-- Start --

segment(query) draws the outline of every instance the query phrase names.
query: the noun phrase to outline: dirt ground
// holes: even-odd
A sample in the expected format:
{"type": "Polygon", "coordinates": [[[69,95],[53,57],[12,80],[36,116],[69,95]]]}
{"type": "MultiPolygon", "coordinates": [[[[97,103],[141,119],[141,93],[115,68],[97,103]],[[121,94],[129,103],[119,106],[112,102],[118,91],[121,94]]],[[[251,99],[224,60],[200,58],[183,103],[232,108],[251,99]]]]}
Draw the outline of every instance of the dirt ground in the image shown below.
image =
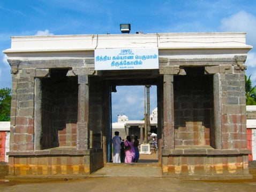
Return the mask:
{"type": "MultiPolygon", "coordinates": [[[[140,155],[140,162],[157,162],[157,153],[140,155]]],[[[0,191],[256,191],[256,167],[250,180],[183,180],[161,177],[96,177],[80,179],[0,179],[0,191]]]]}

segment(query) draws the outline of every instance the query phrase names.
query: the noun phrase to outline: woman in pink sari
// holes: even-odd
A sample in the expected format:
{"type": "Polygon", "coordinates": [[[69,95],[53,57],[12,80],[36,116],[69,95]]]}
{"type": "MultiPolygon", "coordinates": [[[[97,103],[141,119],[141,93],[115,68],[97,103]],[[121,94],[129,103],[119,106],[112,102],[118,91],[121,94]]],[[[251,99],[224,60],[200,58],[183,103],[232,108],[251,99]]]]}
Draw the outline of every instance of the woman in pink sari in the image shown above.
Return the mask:
{"type": "Polygon", "coordinates": [[[124,146],[125,150],[124,162],[125,163],[132,163],[133,158],[135,157],[135,151],[133,148],[133,143],[130,136],[127,136],[126,140],[124,142],[124,146]]]}

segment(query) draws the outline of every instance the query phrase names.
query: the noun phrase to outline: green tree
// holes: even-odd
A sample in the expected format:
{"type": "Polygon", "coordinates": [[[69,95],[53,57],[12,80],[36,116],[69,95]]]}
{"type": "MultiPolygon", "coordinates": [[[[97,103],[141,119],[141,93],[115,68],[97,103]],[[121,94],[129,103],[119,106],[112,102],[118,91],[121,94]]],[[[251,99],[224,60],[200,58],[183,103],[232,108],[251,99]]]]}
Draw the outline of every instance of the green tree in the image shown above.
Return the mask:
{"type": "Polygon", "coordinates": [[[252,86],[251,75],[248,78],[245,75],[245,95],[246,105],[256,105],[256,86],[252,86]]]}
{"type": "Polygon", "coordinates": [[[10,121],[11,101],[11,89],[0,89],[0,121],[10,121]]]}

-- End --

Written task
Set down all the data again exactly as above, pictures excluded.

In response
segment(query) draws the outline of every instance the query phrase names.
query: the noun phrase to outline: dirt ground
// holes: even-odd
A sample in the expected format:
{"type": "Polygon", "coordinates": [[[69,95],[53,57],[12,80],[36,116],[69,95]]]}
{"type": "MultiPolygon", "coordinates": [[[[97,103],[141,119],[141,93],[115,68],[97,103]],[[121,94],[129,103],[119,106],[112,102],[118,91],[121,94]]],[[[251,99],[224,60],[200,58],[183,103],[232,108],[251,99]]]]}
Draw the outline of every instance of the dirt ground in the image shown below.
image =
Return the mask:
{"type": "MultiPolygon", "coordinates": [[[[140,155],[140,162],[157,162],[157,153],[140,155]]],[[[0,191],[256,191],[256,167],[250,180],[183,180],[161,177],[96,177],[80,179],[0,179],[0,191]]]]}

segment(query) draws the outline of every instance the query phrase names.
query: the noun phrase to outline: woman in pink sari
// holes: even-odd
A sample in the expected format:
{"type": "Polygon", "coordinates": [[[69,95],[53,57],[12,80],[36,116],[69,95]]]}
{"type": "MultiPolygon", "coordinates": [[[[97,103],[141,119],[141,93],[115,68],[97,103]],[[121,94],[129,103],[119,106],[112,102],[118,91],[121,94]]],[[[251,99],[224,60],[200,58],[183,103],[232,108],[251,99]]]]}
Draw the outline of every instance of the woman in pink sari in the image shown above.
Return the mask:
{"type": "Polygon", "coordinates": [[[124,146],[125,150],[124,162],[125,163],[132,163],[133,158],[135,157],[135,151],[133,148],[133,143],[130,136],[127,136],[126,140],[124,142],[124,146]]]}

segment(query) draws the outline of every instance the query phrase names.
query: the noun phrase to outline: green tree
// holes: even-odd
A sample in the expected format:
{"type": "Polygon", "coordinates": [[[69,95],[53,57],[12,80],[36,116],[69,95]]]}
{"type": "MultiPolygon", "coordinates": [[[[97,103],[141,119],[141,93],[115,68],[97,103]],[[121,94],[129,103],[119,106],[112,102],[118,91],[121,94]]],[[[251,99],[224,60],[200,58],[183,103],[232,108],[251,99]]]]}
Draw the outline of every instance of the green tree in the image shown above.
Return the mask:
{"type": "Polygon", "coordinates": [[[252,86],[251,75],[248,78],[245,75],[245,95],[246,105],[256,105],[256,86],[252,86]]]}
{"type": "Polygon", "coordinates": [[[10,121],[11,101],[11,89],[0,89],[0,121],[10,121]]]}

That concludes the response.